──────── Supplied data

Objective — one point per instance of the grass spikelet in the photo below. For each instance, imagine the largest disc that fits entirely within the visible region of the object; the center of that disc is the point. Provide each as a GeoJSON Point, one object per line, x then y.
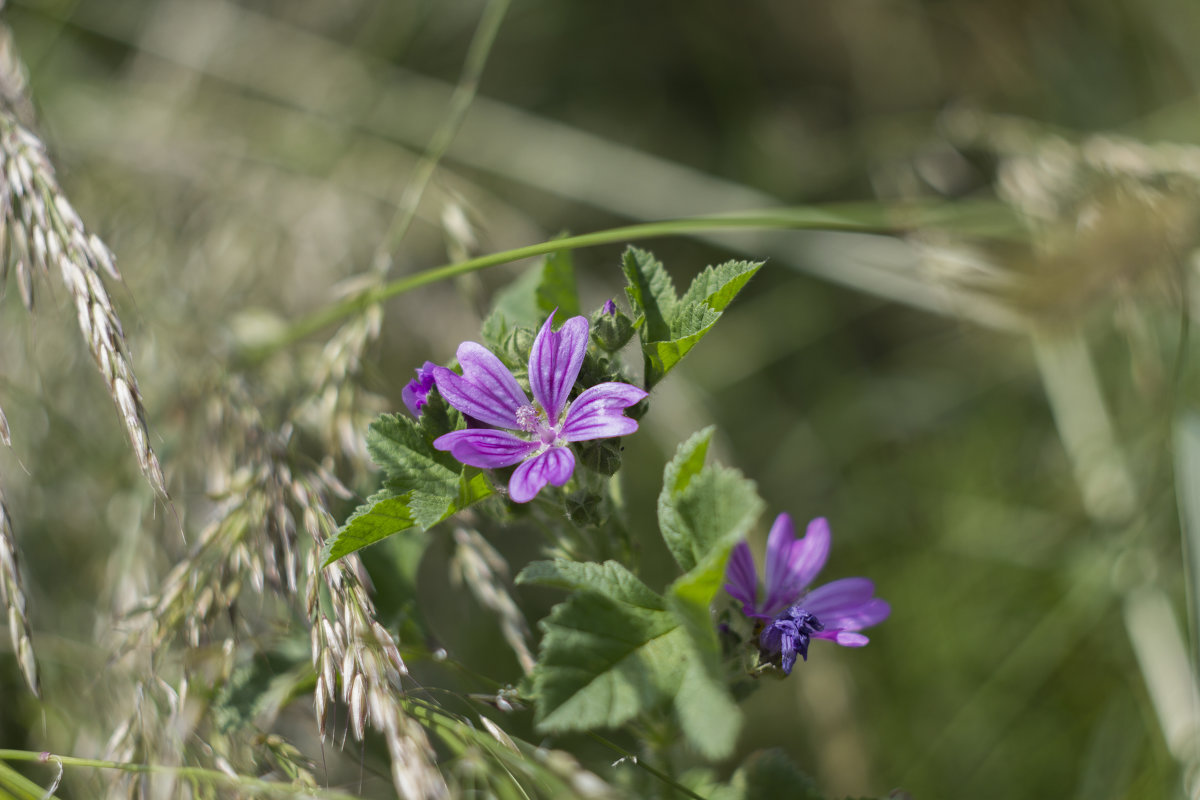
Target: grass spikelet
{"type": "Point", "coordinates": [15, 599]}
{"type": "Point", "coordinates": [42, 230]}
{"type": "Point", "coordinates": [485, 572]}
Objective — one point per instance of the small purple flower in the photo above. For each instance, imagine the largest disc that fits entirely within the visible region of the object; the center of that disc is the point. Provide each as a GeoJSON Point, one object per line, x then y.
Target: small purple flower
{"type": "Point", "coordinates": [490, 394]}
{"type": "Point", "coordinates": [835, 611]}
{"type": "Point", "coordinates": [415, 395]}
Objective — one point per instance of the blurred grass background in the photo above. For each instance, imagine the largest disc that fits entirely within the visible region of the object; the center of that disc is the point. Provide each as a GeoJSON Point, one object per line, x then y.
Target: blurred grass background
{"type": "Point", "coordinates": [243, 158]}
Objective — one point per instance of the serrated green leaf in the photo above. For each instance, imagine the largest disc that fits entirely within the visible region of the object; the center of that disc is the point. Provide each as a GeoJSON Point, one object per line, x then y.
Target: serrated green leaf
{"type": "Point", "coordinates": [717, 504]}
{"type": "Point", "coordinates": [388, 512]}
{"type": "Point", "coordinates": [603, 662]}
{"type": "Point", "coordinates": [609, 578]}
{"type": "Point", "coordinates": [557, 287]}
{"type": "Point", "coordinates": [377, 518]}
{"type": "Point", "coordinates": [691, 322]}
{"type": "Point", "coordinates": [663, 356]}
{"type": "Point", "coordinates": [399, 446]}
{"type": "Point", "coordinates": [687, 463]}
{"type": "Point", "coordinates": [717, 286]}
{"type": "Point", "coordinates": [703, 509]}
{"type": "Point", "coordinates": [671, 326]}
{"type": "Point", "coordinates": [651, 293]}
{"type": "Point", "coordinates": [517, 302]}
{"type": "Point", "coordinates": [708, 714]}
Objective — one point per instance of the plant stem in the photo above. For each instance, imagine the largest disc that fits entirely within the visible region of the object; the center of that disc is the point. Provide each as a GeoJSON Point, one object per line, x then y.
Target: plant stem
{"type": "Point", "coordinates": [858, 218]}
{"type": "Point", "coordinates": [185, 773]}
{"type": "Point", "coordinates": [637, 762]}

────────────────

### What you are asked to do
What you return must match the records letter for letter, except that the pictures stay out.

### Result of the task
Objective — one point per instance of the grass spikelet in the photo below. For each instance, imagine the largest disc that fits entirely within the visible region of the object; the center of that disc is the point. Provide each as a GeoJSON Point, one object per line, x then y.
Target: grass spikelet
{"type": "Point", "coordinates": [15, 599]}
{"type": "Point", "coordinates": [42, 230]}
{"type": "Point", "coordinates": [485, 572]}
Objective — one point per instance of the small purple flower in the photo above. For each instance, imagine the largest disc that fits entirely within the visible region of the object; the center of that disc is the point. Provide each as a GeoJSON Point, one object per line, x then y.
Target: small purple flower
{"type": "Point", "coordinates": [490, 394]}
{"type": "Point", "coordinates": [835, 611]}
{"type": "Point", "coordinates": [415, 395]}
Objective — one point per instance of the blurred grass background in the photo above. For each instance, imagine the largest disc that fits entirely within the visible region of the object; the center of that disc is the point. Provide each as a GeoJSON Point, one object per line, x then y.
Target: blurred grass background
{"type": "Point", "coordinates": [243, 158]}
Objective — one point per instance of the serrated green leaf in the photo above. For each instance, imagine the largest disc that fits entirely within the visible region of the object; the center of that disc is the point. Provide each as a GeoJSON Point, one object per line, x then y.
Target: serrated green leaf
{"type": "Point", "coordinates": [717, 504]}
{"type": "Point", "coordinates": [388, 512]}
{"type": "Point", "coordinates": [603, 662]}
{"type": "Point", "coordinates": [609, 578]}
{"type": "Point", "coordinates": [557, 287]}
{"type": "Point", "coordinates": [377, 518]}
{"type": "Point", "coordinates": [691, 322]}
{"type": "Point", "coordinates": [663, 356]}
{"type": "Point", "coordinates": [399, 446]}
{"type": "Point", "coordinates": [687, 463]}
{"type": "Point", "coordinates": [717, 286]}
{"type": "Point", "coordinates": [703, 509]}
{"type": "Point", "coordinates": [671, 326]}
{"type": "Point", "coordinates": [651, 293]}
{"type": "Point", "coordinates": [517, 302]}
{"type": "Point", "coordinates": [708, 714]}
Objective — one point per instance of the plant stem in the photo above. For each instance, imagine the largest disc that fits entirely within the visible region of the object; the center of that disc is the point. Provide each as a GeoJSON Point, one object per line, x then y.
Target: plant stem
{"type": "Point", "coordinates": [858, 218]}
{"type": "Point", "coordinates": [185, 773]}
{"type": "Point", "coordinates": [637, 762]}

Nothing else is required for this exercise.